Excerpts of bounding box data:

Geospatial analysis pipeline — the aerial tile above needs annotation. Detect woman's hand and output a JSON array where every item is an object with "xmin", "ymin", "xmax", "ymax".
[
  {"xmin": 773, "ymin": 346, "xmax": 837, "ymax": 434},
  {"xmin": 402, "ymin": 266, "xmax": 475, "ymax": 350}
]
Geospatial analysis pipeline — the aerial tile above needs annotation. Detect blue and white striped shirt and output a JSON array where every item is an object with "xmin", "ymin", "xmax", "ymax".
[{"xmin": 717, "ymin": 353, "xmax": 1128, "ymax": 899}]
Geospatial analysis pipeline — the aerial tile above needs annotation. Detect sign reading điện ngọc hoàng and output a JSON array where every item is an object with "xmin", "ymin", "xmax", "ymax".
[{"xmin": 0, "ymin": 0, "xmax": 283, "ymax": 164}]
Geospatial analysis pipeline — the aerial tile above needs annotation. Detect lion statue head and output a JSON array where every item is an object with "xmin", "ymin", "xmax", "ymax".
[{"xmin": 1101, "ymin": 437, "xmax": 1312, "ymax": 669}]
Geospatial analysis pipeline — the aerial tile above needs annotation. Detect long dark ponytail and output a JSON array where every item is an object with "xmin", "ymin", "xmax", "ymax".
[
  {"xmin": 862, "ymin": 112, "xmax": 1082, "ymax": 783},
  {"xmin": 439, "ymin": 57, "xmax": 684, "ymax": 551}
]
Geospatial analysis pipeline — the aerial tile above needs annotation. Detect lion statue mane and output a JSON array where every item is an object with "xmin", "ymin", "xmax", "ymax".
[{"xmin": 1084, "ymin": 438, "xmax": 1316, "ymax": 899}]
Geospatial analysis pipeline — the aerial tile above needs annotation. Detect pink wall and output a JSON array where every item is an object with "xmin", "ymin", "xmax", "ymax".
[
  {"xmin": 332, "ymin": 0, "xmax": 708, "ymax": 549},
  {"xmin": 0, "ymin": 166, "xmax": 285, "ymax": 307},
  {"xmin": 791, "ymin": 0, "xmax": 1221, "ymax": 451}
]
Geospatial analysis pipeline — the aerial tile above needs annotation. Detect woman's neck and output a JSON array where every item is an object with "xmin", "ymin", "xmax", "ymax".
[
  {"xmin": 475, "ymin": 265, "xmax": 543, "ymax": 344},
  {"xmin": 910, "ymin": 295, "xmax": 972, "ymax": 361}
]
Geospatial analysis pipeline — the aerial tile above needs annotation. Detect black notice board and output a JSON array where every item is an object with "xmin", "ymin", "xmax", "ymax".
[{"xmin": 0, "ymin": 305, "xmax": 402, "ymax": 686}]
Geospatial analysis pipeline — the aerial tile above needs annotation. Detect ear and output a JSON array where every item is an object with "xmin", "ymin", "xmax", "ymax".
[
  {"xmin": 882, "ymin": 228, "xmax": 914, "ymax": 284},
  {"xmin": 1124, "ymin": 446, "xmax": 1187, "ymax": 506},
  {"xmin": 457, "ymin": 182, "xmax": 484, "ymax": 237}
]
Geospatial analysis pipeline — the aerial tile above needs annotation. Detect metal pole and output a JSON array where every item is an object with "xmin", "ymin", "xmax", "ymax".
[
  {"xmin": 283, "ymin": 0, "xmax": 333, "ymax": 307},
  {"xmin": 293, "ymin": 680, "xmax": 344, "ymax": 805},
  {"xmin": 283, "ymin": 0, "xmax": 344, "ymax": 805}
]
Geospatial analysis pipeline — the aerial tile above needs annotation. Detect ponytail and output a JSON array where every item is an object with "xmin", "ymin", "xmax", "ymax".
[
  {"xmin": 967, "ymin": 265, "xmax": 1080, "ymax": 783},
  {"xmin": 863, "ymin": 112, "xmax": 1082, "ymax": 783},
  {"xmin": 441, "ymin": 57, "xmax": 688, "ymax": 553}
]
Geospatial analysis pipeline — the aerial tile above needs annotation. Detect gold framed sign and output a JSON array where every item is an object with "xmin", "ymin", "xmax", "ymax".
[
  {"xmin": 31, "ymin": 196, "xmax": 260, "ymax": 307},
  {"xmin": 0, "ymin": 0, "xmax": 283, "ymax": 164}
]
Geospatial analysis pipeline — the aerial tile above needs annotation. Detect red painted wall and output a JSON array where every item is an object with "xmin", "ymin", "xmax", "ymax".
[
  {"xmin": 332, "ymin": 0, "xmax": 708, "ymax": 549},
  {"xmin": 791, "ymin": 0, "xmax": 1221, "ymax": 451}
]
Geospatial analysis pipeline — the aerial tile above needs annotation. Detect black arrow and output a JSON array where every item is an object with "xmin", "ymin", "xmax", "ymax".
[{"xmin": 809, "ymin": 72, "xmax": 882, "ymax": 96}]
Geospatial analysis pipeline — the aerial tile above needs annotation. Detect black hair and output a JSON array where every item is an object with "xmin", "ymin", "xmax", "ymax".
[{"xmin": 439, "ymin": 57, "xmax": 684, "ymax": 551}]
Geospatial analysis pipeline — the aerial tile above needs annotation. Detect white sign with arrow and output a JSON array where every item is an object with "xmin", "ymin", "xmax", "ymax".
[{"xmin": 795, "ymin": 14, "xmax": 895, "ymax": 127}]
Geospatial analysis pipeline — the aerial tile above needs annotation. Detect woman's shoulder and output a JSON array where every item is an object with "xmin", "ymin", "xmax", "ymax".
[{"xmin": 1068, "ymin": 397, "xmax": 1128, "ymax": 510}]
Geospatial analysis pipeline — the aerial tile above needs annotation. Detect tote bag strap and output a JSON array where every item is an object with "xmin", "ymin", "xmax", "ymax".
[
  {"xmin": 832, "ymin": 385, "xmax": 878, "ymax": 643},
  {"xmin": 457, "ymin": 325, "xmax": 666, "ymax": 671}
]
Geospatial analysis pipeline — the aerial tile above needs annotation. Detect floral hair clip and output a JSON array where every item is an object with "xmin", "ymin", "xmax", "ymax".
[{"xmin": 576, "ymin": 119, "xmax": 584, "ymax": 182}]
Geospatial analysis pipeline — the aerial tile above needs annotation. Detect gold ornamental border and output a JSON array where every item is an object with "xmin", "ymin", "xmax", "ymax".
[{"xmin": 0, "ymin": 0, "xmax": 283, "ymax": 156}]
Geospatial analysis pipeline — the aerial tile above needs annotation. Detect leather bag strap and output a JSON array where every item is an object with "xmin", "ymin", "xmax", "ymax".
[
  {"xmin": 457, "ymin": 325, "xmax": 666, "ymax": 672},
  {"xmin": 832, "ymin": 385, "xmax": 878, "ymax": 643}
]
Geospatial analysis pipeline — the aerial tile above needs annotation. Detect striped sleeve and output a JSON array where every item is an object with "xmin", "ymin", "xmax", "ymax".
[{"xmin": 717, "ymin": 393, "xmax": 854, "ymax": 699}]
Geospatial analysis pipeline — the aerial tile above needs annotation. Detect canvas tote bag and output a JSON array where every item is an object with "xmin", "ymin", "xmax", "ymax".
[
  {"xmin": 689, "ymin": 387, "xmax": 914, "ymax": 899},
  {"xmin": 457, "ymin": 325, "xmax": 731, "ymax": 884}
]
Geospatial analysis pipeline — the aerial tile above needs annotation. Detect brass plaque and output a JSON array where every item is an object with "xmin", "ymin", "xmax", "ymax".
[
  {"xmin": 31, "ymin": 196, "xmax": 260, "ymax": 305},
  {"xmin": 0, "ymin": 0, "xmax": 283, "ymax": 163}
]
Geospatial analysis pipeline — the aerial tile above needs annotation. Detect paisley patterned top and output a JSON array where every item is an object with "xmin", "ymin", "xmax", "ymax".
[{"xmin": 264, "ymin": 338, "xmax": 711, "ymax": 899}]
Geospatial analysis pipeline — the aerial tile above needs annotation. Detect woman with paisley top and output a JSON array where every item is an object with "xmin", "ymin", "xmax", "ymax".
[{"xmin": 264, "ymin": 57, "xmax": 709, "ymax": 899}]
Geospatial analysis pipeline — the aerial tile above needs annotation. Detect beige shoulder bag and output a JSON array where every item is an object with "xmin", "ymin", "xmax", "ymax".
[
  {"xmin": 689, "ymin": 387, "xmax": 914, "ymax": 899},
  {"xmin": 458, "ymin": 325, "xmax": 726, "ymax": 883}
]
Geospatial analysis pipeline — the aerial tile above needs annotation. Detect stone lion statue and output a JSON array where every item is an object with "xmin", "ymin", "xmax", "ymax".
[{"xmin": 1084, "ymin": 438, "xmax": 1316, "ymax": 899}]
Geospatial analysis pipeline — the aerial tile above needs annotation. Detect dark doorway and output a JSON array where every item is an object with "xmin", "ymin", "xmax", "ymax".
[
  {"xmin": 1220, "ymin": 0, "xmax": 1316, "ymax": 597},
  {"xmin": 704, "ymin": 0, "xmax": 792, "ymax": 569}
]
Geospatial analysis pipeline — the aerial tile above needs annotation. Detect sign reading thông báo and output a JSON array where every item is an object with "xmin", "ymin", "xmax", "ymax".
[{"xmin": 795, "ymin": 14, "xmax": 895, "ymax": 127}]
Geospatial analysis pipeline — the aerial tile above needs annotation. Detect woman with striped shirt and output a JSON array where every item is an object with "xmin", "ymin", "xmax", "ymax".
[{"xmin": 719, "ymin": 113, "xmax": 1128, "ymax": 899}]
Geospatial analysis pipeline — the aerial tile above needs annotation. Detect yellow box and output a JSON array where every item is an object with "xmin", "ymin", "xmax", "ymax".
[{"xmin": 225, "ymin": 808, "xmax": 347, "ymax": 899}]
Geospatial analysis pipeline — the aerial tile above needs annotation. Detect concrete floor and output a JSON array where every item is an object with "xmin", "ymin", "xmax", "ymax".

Objective
Find every line above that contains the word "shoulder" and copy each one in full. Case counts, so match the word only where its capitalization is the same.

Exercise response
Geospatial analysis pipeline — the aerial tile above needs annotation. Detect woman's shoulder and output a JSON array where every item is an object with "xmin", "ymin", "xmax", "ymax".
Geospatial analysis pipeline — the aerial tile above needs annotation. Detect beige shoulder bag and output a JSON array where every item is an object with "xmin", "ymin", "xmax", "ymax".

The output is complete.